_WHAT YOU ARE ASKED TO DO_.
Retype each entry below precisely as it reads.

::::

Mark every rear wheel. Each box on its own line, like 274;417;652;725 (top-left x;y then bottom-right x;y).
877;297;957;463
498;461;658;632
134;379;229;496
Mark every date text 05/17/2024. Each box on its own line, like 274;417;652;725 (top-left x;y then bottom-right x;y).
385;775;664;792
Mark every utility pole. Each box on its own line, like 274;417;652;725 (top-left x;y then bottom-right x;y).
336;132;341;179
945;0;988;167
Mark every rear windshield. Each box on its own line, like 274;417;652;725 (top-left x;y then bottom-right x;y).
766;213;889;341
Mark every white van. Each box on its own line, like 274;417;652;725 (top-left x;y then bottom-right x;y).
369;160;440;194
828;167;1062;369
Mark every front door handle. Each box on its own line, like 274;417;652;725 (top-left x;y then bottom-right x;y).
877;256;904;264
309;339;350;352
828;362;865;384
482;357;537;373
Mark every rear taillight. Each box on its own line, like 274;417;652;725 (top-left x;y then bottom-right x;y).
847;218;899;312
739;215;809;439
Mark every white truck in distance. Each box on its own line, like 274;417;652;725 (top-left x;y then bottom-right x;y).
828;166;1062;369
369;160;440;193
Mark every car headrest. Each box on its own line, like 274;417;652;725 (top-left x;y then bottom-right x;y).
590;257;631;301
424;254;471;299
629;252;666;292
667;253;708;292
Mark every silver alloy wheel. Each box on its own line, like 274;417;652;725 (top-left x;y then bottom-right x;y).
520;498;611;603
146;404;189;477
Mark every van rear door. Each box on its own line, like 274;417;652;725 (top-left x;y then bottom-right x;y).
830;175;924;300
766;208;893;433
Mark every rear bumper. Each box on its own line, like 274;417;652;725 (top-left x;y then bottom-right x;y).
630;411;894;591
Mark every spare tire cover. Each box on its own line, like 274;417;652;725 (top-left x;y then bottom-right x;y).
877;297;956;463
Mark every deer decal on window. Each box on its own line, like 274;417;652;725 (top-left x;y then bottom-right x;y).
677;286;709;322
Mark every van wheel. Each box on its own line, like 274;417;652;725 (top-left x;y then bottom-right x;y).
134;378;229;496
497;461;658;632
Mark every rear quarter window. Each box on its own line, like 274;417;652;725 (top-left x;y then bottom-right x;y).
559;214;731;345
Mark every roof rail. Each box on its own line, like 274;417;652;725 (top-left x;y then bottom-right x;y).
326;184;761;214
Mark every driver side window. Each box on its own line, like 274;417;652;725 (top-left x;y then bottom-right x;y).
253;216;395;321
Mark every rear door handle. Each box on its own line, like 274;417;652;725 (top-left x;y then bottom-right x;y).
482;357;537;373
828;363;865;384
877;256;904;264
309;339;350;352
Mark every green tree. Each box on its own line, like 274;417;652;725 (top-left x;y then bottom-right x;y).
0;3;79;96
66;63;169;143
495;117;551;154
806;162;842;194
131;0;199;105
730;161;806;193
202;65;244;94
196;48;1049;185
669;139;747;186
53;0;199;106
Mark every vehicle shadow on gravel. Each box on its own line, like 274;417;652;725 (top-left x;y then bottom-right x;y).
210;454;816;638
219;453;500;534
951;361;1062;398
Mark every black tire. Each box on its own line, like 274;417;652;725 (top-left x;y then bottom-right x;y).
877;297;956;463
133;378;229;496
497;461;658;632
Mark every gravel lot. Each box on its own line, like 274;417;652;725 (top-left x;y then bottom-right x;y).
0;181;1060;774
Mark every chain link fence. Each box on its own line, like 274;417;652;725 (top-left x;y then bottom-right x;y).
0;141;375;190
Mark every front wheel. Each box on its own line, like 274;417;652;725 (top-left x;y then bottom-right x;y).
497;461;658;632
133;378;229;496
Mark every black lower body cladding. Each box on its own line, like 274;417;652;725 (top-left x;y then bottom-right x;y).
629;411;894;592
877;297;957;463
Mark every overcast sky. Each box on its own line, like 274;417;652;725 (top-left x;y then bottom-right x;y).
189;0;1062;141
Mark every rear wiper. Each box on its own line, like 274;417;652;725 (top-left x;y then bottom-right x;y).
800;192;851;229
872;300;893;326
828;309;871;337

::::

_EXERCISE SOLUTION_.
Mark every rear wheel. Each box on its own line, like 274;417;652;725 (top-left x;y then bottom-right x;y).
877;297;957;463
498;461;658;632
134;379;229;496
Mark every date text 05/17/2024. Each box on its own line, like 274;417;652;725 (top-left x;y then bottom-right x;y).
385;775;664;792
Mark every utility pole. Each box on its own line, like 274;417;652;725 (top-left x;y then bottom-right x;y).
336;132;341;179
945;0;988;167
Mark every rear windshield. Each box on its own line, like 274;417;652;725 (top-left x;y then bottom-right x;y).
766;213;889;341
Mark every white van. Each box on its own line, like 274;417;652;725 (top-left x;y then bottom-right x;y).
369;160;440;194
828;167;1062;369
Mark every front door handle. Each box on its own line, like 274;417;652;725 (top-left x;y then bottom-right x;y).
877;256;904;264
309;339;350;352
828;362;865;384
482;357;537;373
Mark every rear taillight. Each box on its own line, like 274;417;652;725 (top-left x;y then bottom-right x;y).
847;218;899;312
739;215;809;439
Mark every white truck in distance. Each box on its own line, like 274;417;652;725 (top-left x;y then bottom-right x;y).
828;166;1062;369
369;160;440;193
Mark every car headrest. Each box on its own line, like 274;417;652;725 (top-left x;y then bottom-right x;y).
590;257;631;301
424;254;471;299
629;252;666;292
667;253;708;292
Mark every silver alloy wheel. Each box on its own line, like 274;417;652;725 (top-left x;y then bottom-right x;y).
520;498;611;603
146;404;189;477
Mark every van rear door. Each box on its own line, like 274;417;652;725 (top-left x;y then bottom-right x;y).
830;175;924;300
766;208;893;433
Mark every rear bumper. Each box on its own line, like 274;417;652;725 (top-left x;y then bottom-right x;y).
630;411;894;591
Mark every spare tire cover. Each box on its own line, like 274;417;652;725 (top-left x;y then bottom-right x;y).
877;297;956;463
Mark every deer decal on window. Each box on its own line, like 274;417;652;725 (top-left x;y then bottom-right x;y).
677;286;709;322
Mark every van wheel. Each box on its own line, like 274;417;652;725 (top-left x;y then bottom-right x;y).
134;378;229;496
497;461;658;632
Mark every rear quarter window. Each box on its own line, like 274;417;652;725 (top-left x;y then bottom-right x;y).
559;214;731;345
Mark every roof rail. Each box on its own line, like 274;417;652;725 (top-left x;y then bottom-right x;y).
326;184;761;214
Mark every driver side window. Each box on its own line, like 274;417;652;725 (top-left x;y then bottom-right x;y).
253;216;395;321
Mark every rear door handle. Each box on its own line, like 274;417;652;725 (top-left x;y then bottom-right x;y).
482;357;537;373
828;363;865;384
877;256;904;264
309;339;350;352
Mark every green tree. Each box on its own line, like 274;417;652;725 (top-left x;y then bottom-right x;y).
0;3;79;96
66;63;169;143
495;117;551;154
806;162;842;194
131;0;199;105
730;161;806;193
202;65;244;94
196;48;1049;185
669;139;747;186
53;0;199;106
Mark every vehicle shadow on gravel. Each box on its own line, like 274;417;652;725 (top-left x;y then bottom-right x;y).
210;454;816;638
219;453;500;534
951;361;1062;398
Mark every black tire. Each box on its own line, like 274;417;652;725 (top-left x;y then bottom-right x;y).
877;297;956;463
133;378;229;496
497;461;658;632
Mark every gravel lot. Each box on its own line, like 274;417;652;725 (top-left x;y then bottom-right x;y).
0;181;1060;774
Mark every chain link fence. Each box on its own line, like 274;417;652;725 (top-left x;y then bottom-right x;y).
0;141;375;190
Mark every front wheel. Each box on its own line, like 274;417;652;725 (top-left x;y then bottom-right x;y).
497;461;658;632
133;378;229;496
Mark every black lower body cladding. Each box on its own line, like 274;417;652;725 (top-left x;y then bottom-right x;y).
629;411;894;592
877;297;957;463
Mark every overcast sky. Each box on its own line, like 274;417;652;725 (top-left x;y then bottom-right x;y).
189;0;1062;141
Mark every rear wiper. Each box on its own line, like 274;417;652;725 (top-left x;y then bottom-right x;y).
800;192;851;229
872;300;893;326
828;309;871;337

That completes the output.